**EXTRACT PROVIDED**.
* * * * * * * * *

Program continues to grow and will receive upgrades in 2023
By Amile Wilson
The Bolivar Bullet
The Delta Music Institute is one of the Cleveland’s best kept secrets. DMI Director Richard Tremmel is working to make it a little less secret.
A combination hands on learning environment and professional recording studio, DMI operates as an independent center under the Delta State College of Arts and Sciences and has built a powerful reputation in both education and the recording industry.
Now in his eighth year at the Institute, Tremmel has overseen the DMI’s response to and recovery from the COVID-19 shutdowns and is now overseeing an incredible expansion of resources and technology at the Institute.
In 2023, the Institute will open a Dolby Atmos Immersive Audio Studio. The new studio, known as Studio D, will be a major upgrade for the university capabilities and the student’s experience. Dolby Atmos is a 7.1.4 surround sound system meaning there are seven speakers at ear level, 1 subwoofer, and four above the listener.
“Movies have always embraced surround sound but it is just getting into music,” said Tremmel.
According to their website, Dolby describes the Atmos as is the next step in surround sound, providing listeners an “immersive audio experience … in a three-dimensional sound field, which is not possible in stereo.” This is the only Atmos studio available in Mississippi, Alabama, Arkansas or Louisiana.
The DMI Studio C is also receiving an updated mixer console in 2023.
Students not only have the opportunity to work hand on with advanced studio technology, they are able to work in live events as well. DMI students provide the audio support for Clarksdale’s Juke Joint Festival and get hands on experience mixing for artists on four stages.
“We like to call that experiential learning,” said Tremmel. “When they go to do live sound, they’re working with the general public in real time. Anything can happen and often does.”
Whether in studio or for live events, it is the hands-on experience students receive which sets the DMI apart as a learning environment. This is also the segment of education hit the hardest by COVID shutdowns.
“I had students withdraw from class and say they’d come back later when we were hands-on again,” said Tremmel. His class on live sound mixing took a particular hit during this time.
Enrollment is steady at the near pre-pandemic level of 30 students per incoming class, but Tremmel’s want to increase that number.
“Our goal is 50 new Freshman,” he said.
Fortunately, Tremmel has been given a flashy new tool to help achieve that.
This spring, DMI will premier a 26-foot Blue Bird Bus renovated into a mobile recording studio.

* * * * * * * * *

**AVAILABLE DATA**.
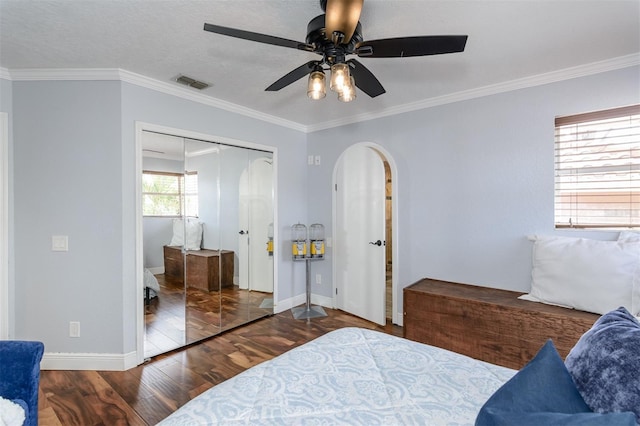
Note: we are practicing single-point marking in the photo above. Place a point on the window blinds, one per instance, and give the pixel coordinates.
(597, 169)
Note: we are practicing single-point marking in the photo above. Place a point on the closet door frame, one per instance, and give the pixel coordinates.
(140, 127)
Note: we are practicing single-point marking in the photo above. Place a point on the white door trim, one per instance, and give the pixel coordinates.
(4, 225)
(397, 317)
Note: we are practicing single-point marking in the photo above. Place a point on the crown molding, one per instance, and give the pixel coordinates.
(114, 74)
(522, 83)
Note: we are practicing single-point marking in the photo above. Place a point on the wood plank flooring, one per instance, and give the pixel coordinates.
(148, 393)
(180, 316)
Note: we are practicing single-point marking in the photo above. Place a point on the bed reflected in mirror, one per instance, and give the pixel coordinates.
(209, 266)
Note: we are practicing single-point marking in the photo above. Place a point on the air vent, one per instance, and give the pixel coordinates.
(192, 82)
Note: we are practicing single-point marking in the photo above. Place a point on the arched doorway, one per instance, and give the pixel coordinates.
(363, 226)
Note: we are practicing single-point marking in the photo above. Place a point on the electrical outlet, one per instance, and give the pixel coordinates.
(74, 329)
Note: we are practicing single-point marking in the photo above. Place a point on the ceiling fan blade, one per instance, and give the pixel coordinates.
(364, 79)
(293, 76)
(261, 38)
(342, 16)
(403, 47)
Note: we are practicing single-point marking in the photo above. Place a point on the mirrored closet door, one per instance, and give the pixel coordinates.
(207, 258)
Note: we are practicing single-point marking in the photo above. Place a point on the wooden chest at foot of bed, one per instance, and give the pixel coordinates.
(488, 324)
(206, 269)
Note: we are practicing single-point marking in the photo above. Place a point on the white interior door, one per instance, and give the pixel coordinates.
(359, 234)
(255, 215)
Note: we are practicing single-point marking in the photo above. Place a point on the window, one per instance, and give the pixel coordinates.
(169, 194)
(597, 169)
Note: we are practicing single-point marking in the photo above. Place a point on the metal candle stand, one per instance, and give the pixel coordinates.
(299, 233)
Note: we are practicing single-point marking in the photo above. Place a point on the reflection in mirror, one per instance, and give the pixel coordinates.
(207, 267)
(246, 205)
(163, 171)
(206, 251)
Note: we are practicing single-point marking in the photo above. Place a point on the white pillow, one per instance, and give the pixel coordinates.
(589, 275)
(629, 236)
(194, 234)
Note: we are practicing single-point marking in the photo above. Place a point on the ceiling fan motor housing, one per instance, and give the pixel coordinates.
(332, 52)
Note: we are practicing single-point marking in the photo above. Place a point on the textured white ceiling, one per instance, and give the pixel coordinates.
(508, 40)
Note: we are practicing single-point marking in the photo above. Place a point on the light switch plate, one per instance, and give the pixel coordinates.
(59, 243)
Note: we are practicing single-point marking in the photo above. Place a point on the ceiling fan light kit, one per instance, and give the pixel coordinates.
(336, 34)
(316, 87)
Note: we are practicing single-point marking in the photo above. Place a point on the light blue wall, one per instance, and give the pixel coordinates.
(74, 174)
(6, 106)
(67, 181)
(157, 231)
(474, 178)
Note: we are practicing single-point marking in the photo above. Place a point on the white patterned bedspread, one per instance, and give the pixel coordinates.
(351, 376)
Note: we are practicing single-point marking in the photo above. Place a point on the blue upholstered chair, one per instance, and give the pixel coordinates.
(20, 375)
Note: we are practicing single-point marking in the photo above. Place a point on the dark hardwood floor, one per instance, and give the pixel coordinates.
(150, 392)
(180, 316)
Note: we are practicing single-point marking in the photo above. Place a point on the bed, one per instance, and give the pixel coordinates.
(351, 376)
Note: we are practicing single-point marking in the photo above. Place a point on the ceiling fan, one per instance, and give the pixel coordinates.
(336, 34)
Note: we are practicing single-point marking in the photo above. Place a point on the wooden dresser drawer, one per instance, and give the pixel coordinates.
(203, 267)
(488, 324)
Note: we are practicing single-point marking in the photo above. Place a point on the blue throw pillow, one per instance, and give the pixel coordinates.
(543, 392)
(605, 364)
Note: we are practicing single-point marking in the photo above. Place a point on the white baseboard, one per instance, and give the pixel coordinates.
(88, 361)
(301, 299)
(157, 270)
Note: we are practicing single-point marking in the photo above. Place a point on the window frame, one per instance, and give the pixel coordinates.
(593, 174)
(181, 194)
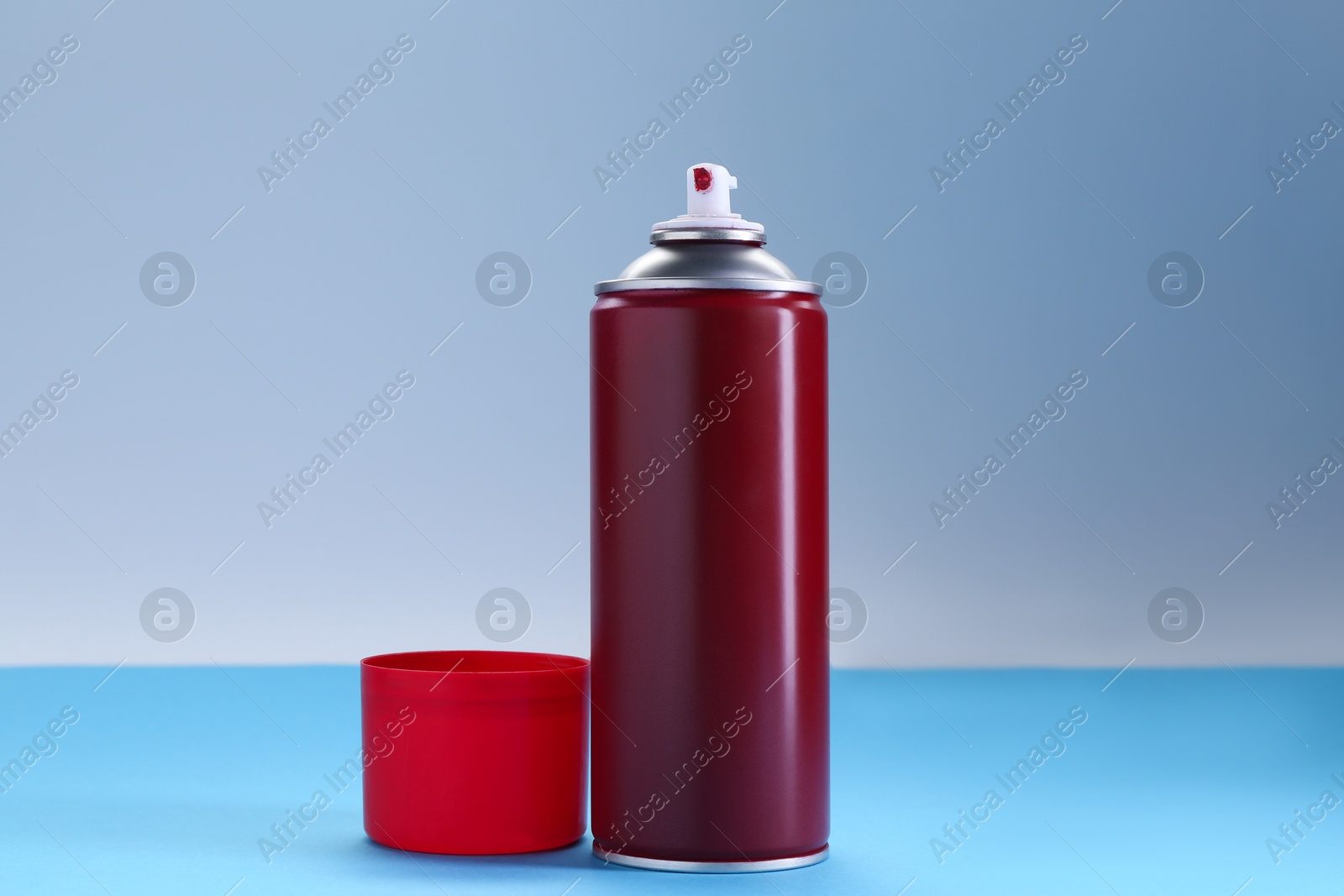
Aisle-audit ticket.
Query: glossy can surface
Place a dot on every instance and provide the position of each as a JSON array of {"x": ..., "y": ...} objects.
[{"x": 710, "y": 651}]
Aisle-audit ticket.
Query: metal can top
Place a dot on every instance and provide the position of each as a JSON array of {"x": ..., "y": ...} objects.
[{"x": 709, "y": 248}]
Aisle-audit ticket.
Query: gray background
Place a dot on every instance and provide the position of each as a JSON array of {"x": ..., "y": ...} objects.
[{"x": 358, "y": 264}]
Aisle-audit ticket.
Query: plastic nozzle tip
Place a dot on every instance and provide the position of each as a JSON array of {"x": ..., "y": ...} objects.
[
  {"x": 707, "y": 206},
  {"x": 707, "y": 191}
]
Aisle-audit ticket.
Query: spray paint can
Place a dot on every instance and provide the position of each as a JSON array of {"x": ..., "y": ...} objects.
[{"x": 710, "y": 550}]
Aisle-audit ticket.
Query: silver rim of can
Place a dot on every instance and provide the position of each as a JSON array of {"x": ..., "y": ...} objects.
[
  {"x": 709, "y": 282},
  {"x": 712, "y": 868}
]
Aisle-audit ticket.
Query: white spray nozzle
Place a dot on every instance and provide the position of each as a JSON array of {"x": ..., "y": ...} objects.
[
  {"x": 707, "y": 191},
  {"x": 707, "y": 202}
]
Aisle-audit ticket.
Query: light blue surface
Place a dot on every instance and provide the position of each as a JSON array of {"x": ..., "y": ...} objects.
[{"x": 1173, "y": 785}]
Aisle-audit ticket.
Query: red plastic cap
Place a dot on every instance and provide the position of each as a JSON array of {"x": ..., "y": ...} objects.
[{"x": 475, "y": 752}]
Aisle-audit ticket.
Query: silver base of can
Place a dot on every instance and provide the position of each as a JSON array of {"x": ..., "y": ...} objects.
[{"x": 712, "y": 867}]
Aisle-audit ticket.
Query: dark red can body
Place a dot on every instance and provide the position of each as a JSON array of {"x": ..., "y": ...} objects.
[{"x": 710, "y": 551}]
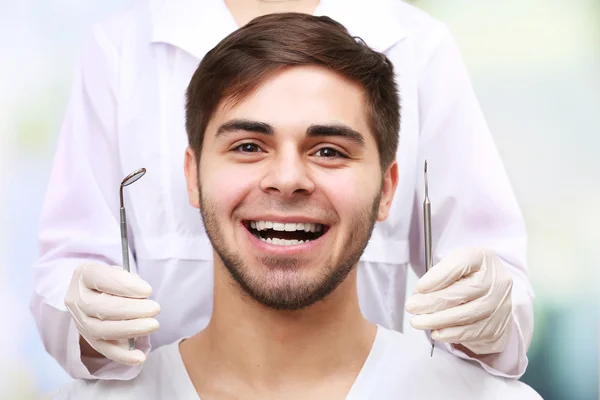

* * * * * * * * *

**EXERCISE TASKS**.
- a) Translate this sentence from the article on the Delta Music Institute into Spanish: "The DMI Studio C is also receiving an updated mixer console in 2023."
- b) From the article on the Delta Music Institute, extract the passage starting at "According to their" and ending at "on four stages.".
The records were taken from a different source than the article.

**SOLUTION LIST**.
- a) El Studio C del DMI también recibirá una consola de mezcla actualizada en 2023.

- b)
According to their website, Dolby describes the Atmos as is the next step in surround sound, providing listeners an “immersive audio experience … in a three-dimensional sound field, which is not possible in stereo.” This is the only Atmos studio available in Mississippi, Alabama, Arkansas or Louisiana.
The DMI Studio C is also receiving an updated mixer console in 2023.
Students not only have the opportunity to work hand on with advanced studio technology, they are able to work in live events as well. DMI students provide the audio support for Clarksdale’s Juke Joint Festival and get hands on experience mixing for artists on four stages.